[Image point grounding data]
——————
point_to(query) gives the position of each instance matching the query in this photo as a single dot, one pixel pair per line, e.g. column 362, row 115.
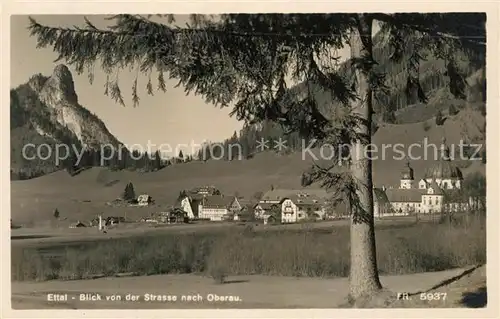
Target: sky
column 166, row 118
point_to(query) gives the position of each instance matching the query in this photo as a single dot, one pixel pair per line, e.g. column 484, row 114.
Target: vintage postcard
column 323, row 158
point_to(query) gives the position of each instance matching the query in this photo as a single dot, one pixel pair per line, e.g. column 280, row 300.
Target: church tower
column 407, row 177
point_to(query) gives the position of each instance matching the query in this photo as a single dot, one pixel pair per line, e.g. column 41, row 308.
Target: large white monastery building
column 438, row 191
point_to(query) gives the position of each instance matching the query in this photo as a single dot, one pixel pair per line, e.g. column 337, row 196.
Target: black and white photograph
column 249, row 160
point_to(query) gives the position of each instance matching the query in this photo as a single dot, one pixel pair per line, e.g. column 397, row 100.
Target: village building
column 292, row 205
column 214, row 207
column 440, row 190
column 144, row 200
column 211, row 207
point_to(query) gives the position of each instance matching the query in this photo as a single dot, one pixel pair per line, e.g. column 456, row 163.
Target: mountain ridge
column 45, row 110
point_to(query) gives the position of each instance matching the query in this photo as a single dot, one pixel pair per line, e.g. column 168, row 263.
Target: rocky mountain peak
column 60, row 86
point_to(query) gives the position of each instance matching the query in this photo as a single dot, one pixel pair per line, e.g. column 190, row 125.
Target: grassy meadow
column 313, row 252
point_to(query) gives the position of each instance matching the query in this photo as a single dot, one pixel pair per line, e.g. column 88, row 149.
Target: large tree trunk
column 363, row 278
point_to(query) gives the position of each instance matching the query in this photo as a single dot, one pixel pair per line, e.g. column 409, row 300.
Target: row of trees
column 245, row 59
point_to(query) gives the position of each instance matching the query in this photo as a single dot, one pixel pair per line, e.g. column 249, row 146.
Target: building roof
column 407, row 172
column 143, row 197
column 279, row 194
column 414, row 195
column 454, row 195
column 380, row 196
column 266, row 206
column 444, row 168
column 435, row 187
column 217, row 201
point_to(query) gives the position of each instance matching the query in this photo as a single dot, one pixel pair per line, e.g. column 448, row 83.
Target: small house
column 144, row 200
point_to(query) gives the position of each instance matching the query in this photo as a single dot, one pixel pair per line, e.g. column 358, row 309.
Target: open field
column 253, row 291
column 300, row 250
column 49, row 235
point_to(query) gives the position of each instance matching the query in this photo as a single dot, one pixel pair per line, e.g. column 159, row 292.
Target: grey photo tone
column 248, row 161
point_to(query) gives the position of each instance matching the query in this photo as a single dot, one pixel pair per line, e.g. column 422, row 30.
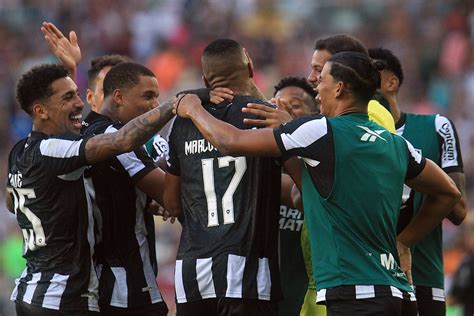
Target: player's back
column 126, row 252
column 230, row 214
column 45, row 179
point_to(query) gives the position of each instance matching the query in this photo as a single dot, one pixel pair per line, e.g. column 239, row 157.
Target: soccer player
column 122, row 185
column 46, row 191
column 435, row 137
column 227, row 261
column 296, row 96
column 352, row 180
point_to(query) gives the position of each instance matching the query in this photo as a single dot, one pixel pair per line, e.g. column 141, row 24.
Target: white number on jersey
column 34, row 237
column 227, row 198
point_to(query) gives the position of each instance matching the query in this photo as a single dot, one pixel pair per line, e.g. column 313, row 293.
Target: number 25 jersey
column 229, row 242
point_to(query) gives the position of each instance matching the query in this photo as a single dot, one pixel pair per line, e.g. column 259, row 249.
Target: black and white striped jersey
column 229, row 242
column 45, row 178
column 126, row 254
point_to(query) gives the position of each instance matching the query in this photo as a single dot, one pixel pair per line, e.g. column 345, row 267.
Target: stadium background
column 434, row 40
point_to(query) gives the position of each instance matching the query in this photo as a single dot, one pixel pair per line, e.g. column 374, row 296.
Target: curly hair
column 124, row 75
column 35, row 84
column 97, row 64
column 393, row 64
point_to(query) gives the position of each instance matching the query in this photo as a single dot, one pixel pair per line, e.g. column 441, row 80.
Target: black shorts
column 228, row 307
column 24, row 309
column 427, row 304
column 157, row 309
column 377, row 306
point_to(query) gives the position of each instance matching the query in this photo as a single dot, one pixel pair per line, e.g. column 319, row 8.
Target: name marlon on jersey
column 197, row 146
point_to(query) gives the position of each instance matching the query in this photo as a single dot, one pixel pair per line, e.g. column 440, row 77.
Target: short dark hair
column 221, row 48
column 340, row 43
column 295, row 82
column 391, row 61
column 97, row 64
column 35, row 84
column 360, row 74
column 124, row 75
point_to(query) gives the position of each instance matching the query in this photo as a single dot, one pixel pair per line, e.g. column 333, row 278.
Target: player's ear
column 40, row 111
column 249, row 63
column 117, row 97
column 393, row 84
column 208, row 85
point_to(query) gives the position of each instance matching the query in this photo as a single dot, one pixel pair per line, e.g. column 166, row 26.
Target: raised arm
column 67, row 51
column 228, row 139
column 441, row 194
column 135, row 133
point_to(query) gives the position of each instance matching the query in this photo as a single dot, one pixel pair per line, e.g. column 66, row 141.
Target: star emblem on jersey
column 371, row 136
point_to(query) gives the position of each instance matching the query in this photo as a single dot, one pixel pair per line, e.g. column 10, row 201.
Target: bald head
column 225, row 63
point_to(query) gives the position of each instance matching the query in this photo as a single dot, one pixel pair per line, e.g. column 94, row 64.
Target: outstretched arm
column 133, row 134
column 441, row 194
column 228, row 139
column 67, row 51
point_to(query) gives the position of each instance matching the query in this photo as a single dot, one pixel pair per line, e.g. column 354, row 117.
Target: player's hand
column 158, row 210
column 184, row 103
column 67, row 51
column 272, row 117
column 220, row 94
column 404, row 254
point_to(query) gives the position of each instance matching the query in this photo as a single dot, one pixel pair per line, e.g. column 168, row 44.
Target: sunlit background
column 434, row 40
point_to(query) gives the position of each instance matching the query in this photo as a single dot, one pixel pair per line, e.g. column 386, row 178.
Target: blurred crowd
column 434, row 40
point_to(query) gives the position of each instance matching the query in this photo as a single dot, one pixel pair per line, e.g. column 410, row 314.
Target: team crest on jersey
column 15, row 179
column 371, row 136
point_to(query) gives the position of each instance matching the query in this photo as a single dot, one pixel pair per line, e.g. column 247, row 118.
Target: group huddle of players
column 312, row 212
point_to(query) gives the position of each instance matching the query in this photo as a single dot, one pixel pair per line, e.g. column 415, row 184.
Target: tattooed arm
column 134, row 134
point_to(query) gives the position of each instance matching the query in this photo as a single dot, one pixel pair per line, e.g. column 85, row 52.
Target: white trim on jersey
column 178, row 282
column 130, row 162
column 437, row 294
column 449, row 153
column 17, row 282
column 235, row 275
column 415, row 154
column 365, row 291
column 140, row 235
column 31, row 287
column 305, row 134
column 52, row 297
column 264, row 280
column 60, row 148
column 93, row 286
column 204, row 278
column 120, row 292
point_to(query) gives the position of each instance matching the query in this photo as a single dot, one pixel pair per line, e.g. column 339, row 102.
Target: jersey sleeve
column 136, row 163
column 172, row 165
column 304, row 137
column 450, row 150
column 416, row 163
column 63, row 156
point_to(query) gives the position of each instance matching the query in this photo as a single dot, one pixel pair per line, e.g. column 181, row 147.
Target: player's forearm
column 459, row 211
column 134, row 134
column 432, row 211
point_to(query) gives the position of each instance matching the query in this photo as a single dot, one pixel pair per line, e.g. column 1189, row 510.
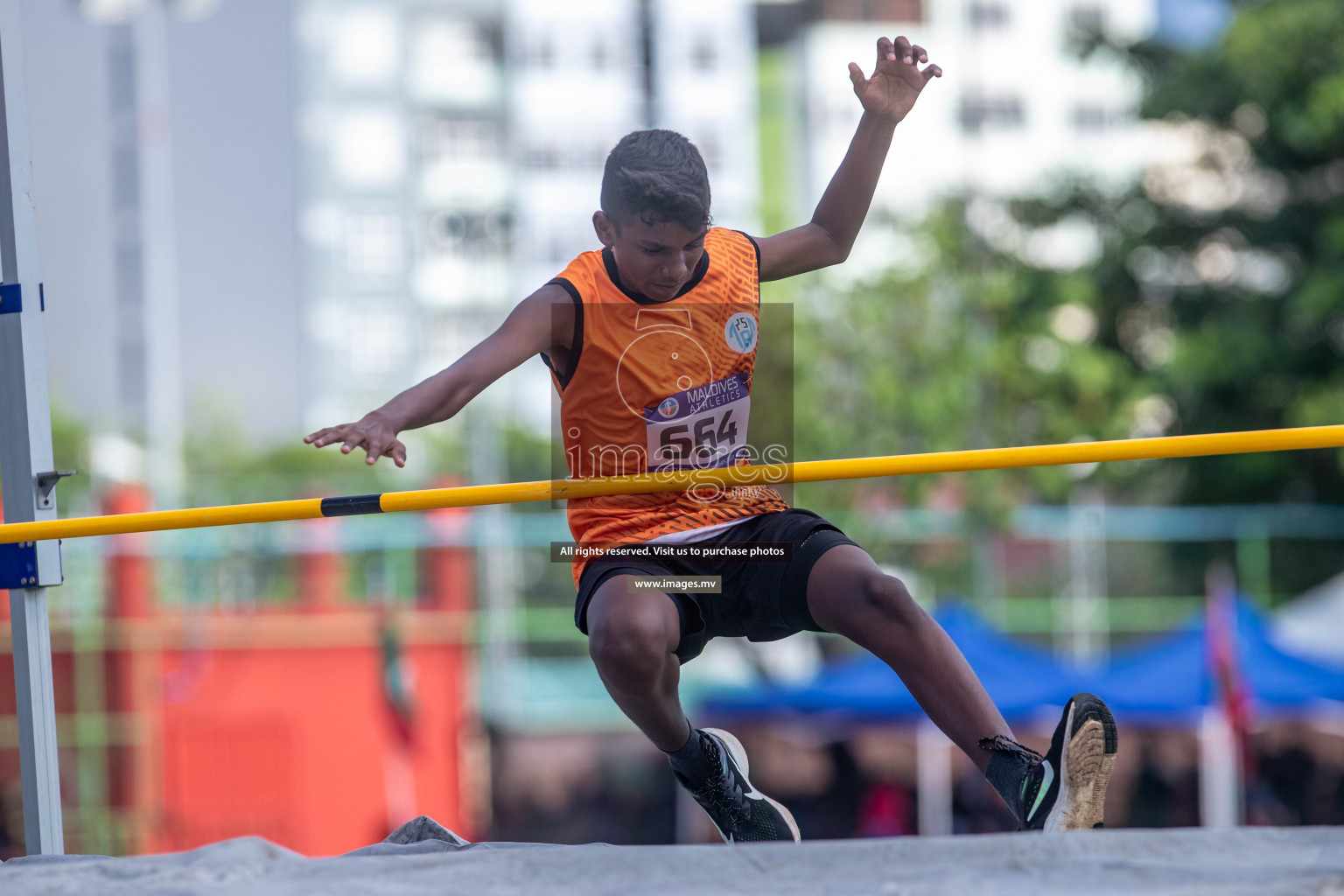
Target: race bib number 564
——————
From the line with "1189, row 510." to the final line of the entries above, reproduce each line exactly and nothing else; the pictures stay out.

Solution to this exercise
point_to(query) gives the position of each instance matching the query in this photo as a single dot, one pixel pair per line, e.g. column 1189, row 510.
Target: race bib number 564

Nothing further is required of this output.